(Stored entries)
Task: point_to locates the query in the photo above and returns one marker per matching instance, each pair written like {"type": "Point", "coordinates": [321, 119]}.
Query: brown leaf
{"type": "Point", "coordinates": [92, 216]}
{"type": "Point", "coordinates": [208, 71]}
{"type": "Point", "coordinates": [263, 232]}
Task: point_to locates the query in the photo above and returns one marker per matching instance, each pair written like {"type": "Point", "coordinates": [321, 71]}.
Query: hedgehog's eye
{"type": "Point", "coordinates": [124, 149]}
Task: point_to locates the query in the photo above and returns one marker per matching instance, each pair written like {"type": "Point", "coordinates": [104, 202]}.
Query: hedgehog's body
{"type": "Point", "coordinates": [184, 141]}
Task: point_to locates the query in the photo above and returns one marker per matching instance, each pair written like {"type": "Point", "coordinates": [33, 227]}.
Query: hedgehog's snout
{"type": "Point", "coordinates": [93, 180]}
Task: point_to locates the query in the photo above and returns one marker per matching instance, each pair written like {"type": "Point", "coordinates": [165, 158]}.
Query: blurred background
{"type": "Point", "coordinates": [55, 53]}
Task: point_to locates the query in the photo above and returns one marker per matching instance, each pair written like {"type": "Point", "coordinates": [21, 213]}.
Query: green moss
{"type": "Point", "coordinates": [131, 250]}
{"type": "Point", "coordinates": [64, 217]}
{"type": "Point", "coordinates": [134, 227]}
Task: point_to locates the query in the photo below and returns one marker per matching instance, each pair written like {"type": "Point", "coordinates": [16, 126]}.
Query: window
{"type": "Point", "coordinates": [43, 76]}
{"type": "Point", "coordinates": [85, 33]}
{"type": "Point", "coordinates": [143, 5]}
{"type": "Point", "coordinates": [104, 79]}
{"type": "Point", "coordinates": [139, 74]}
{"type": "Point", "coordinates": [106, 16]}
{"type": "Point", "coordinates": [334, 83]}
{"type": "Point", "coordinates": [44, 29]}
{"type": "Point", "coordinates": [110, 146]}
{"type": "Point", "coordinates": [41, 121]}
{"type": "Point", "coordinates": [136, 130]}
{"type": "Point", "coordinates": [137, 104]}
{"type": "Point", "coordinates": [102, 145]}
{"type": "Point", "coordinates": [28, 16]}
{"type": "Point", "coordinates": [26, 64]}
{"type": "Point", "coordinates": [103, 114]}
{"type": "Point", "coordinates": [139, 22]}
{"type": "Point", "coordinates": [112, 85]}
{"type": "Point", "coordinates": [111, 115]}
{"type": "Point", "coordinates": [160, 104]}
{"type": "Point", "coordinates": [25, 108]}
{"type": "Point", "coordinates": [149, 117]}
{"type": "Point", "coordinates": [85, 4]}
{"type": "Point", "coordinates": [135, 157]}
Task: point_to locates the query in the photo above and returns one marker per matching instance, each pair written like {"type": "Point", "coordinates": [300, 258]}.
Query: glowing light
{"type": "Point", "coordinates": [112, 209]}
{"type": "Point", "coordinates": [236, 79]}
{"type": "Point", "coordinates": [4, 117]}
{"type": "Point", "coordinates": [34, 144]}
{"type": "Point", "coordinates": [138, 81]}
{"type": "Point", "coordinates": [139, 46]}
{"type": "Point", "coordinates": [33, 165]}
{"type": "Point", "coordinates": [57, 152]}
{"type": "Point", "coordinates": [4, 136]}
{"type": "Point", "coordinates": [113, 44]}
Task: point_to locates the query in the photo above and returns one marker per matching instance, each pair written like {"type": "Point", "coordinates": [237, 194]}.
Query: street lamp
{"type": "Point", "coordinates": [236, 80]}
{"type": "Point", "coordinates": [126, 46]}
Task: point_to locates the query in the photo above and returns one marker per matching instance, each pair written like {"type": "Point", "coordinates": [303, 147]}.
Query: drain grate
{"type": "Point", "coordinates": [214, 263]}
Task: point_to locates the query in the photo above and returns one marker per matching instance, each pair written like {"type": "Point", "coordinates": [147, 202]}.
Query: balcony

▸ Task to complete: All the records, from start to finish, are to be repeated exactly.

▸ Expected output:
Task: point_to locates the query in the photo above and returns one marker per matching instance, each pair written like {"type": "Point", "coordinates": [321, 119]}.
Query: brown leaf
{"type": "Point", "coordinates": [92, 216]}
{"type": "Point", "coordinates": [208, 71]}
{"type": "Point", "coordinates": [263, 232]}
Task: point_to locates the query in the photo above and returns one marker per matching instance, each pair written like {"type": "Point", "coordinates": [321, 71]}.
Query: hedgehog's eye
{"type": "Point", "coordinates": [124, 149]}
Task: point_to locates the query in the photo above and returns one marker per matching instance, each pair written like {"type": "Point", "coordinates": [104, 202]}.
Query: hedgehog's body
{"type": "Point", "coordinates": [184, 141]}
Task: point_to locates the query in the photo above and returns one marker per matching instance, each pair written like {"type": "Point", "coordinates": [33, 227]}.
Query: hedgehog's snout
{"type": "Point", "coordinates": [93, 180]}
Task: point_to locates the query in the photo above and returns one marker per matching instance, each pair written like {"type": "Point", "coordinates": [165, 158]}.
Query: blurred background
{"type": "Point", "coordinates": [55, 53]}
Task: point_to locates the query in the photo above and returns one marker per matching instance, each pair written like {"type": "Point", "coordinates": [21, 213]}.
Query: green moss
{"type": "Point", "coordinates": [131, 250]}
{"type": "Point", "coordinates": [64, 217]}
{"type": "Point", "coordinates": [134, 227]}
Task: point_to locates the query in the photo below and returns one marker per matching instance, each pair written like {"type": "Point", "coordinates": [16, 126]}.
Query: window
{"type": "Point", "coordinates": [43, 76]}
{"type": "Point", "coordinates": [85, 33]}
{"type": "Point", "coordinates": [143, 5]}
{"type": "Point", "coordinates": [104, 79]}
{"type": "Point", "coordinates": [139, 74]}
{"type": "Point", "coordinates": [106, 16]}
{"type": "Point", "coordinates": [334, 83]}
{"type": "Point", "coordinates": [44, 29]}
{"type": "Point", "coordinates": [110, 146]}
{"type": "Point", "coordinates": [41, 121]}
{"type": "Point", "coordinates": [136, 130]}
{"type": "Point", "coordinates": [137, 104]}
{"type": "Point", "coordinates": [102, 145]}
{"type": "Point", "coordinates": [28, 16]}
{"type": "Point", "coordinates": [26, 64]}
{"type": "Point", "coordinates": [103, 114]}
{"type": "Point", "coordinates": [139, 22]}
{"type": "Point", "coordinates": [112, 85]}
{"type": "Point", "coordinates": [111, 115]}
{"type": "Point", "coordinates": [160, 104]}
{"type": "Point", "coordinates": [25, 108]}
{"type": "Point", "coordinates": [149, 117]}
{"type": "Point", "coordinates": [85, 4]}
{"type": "Point", "coordinates": [135, 157]}
Task: point_to locates the query in the photo above and returns one marker per matching instance, each pair written like {"type": "Point", "coordinates": [300, 258]}.
Query: glowing light
{"type": "Point", "coordinates": [112, 209]}
{"type": "Point", "coordinates": [236, 79]}
{"type": "Point", "coordinates": [4, 117]}
{"type": "Point", "coordinates": [34, 144]}
{"type": "Point", "coordinates": [138, 81]}
{"type": "Point", "coordinates": [139, 46]}
{"type": "Point", "coordinates": [33, 165]}
{"type": "Point", "coordinates": [57, 152]}
{"type": "Point", "coordinates": [4, 136]}
{"type": "Point", "coordinates": [113, 44]}
Task: point_to locates the query in the photo above and returns one marker per matching instance, each pair written like {"type": "Point", "coordinates": [237, 194]}.
Query: street lamp
{"type": "Point", "coordinates": [236, 80]}
{"type": "Point", "coordinates": [126, 46]}
Task: point_to locates the query in the photo above and returns one marker per matching instance, each pair written like {"type": "Point", "coordinates": [303, 147]}.
Query: drain grate
{"type": "Point", "coordinates": [214, 263]}
Task: point_to locates the query in the photo above and returns one marker per matching instance, each pair written like {"type": "Point", "coordinates": [147, 202]}.
Query: balcony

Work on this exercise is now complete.